Given records:
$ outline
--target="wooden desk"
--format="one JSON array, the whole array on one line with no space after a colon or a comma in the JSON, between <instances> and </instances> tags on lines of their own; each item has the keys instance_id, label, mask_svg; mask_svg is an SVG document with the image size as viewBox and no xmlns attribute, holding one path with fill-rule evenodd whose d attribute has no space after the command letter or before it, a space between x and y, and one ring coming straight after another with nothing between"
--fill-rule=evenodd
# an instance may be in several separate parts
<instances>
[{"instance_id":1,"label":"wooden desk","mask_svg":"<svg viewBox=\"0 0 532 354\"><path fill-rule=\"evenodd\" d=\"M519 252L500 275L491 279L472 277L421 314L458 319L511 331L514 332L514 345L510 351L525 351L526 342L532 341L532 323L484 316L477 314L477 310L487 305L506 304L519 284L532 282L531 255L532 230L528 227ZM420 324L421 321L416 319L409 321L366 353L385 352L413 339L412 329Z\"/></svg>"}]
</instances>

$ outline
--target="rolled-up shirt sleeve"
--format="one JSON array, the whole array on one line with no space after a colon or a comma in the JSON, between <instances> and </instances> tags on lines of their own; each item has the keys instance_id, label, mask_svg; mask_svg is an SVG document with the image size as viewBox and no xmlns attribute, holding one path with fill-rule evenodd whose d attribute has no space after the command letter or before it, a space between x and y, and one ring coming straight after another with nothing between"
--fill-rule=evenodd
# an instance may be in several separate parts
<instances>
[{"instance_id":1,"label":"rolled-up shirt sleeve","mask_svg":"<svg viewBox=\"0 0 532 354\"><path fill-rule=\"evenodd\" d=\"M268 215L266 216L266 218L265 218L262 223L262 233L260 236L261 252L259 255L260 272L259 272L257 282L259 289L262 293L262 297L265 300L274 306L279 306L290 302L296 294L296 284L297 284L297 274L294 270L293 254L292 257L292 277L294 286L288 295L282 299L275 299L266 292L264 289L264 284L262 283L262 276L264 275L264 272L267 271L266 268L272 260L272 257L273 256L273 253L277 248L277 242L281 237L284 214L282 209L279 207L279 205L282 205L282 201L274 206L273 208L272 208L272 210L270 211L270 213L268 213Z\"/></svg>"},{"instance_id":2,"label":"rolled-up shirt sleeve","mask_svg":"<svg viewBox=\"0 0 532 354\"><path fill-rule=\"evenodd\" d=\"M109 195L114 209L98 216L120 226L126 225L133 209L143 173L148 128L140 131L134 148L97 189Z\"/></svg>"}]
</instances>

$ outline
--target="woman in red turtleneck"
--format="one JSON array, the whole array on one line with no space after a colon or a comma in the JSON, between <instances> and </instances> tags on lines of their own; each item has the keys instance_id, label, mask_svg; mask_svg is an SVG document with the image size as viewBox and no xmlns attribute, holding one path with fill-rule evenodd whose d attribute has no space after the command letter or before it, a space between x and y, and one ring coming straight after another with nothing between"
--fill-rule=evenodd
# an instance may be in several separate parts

Required work: Which lines in the listing above contain the string "target", with uppercase and lowercase counted as different? Filter those lines out and copy each one in full.

Exercise answer:
--target="wooden desk"
--target="rolled-up shirt sleeve"
--target="woman in red turtleneck"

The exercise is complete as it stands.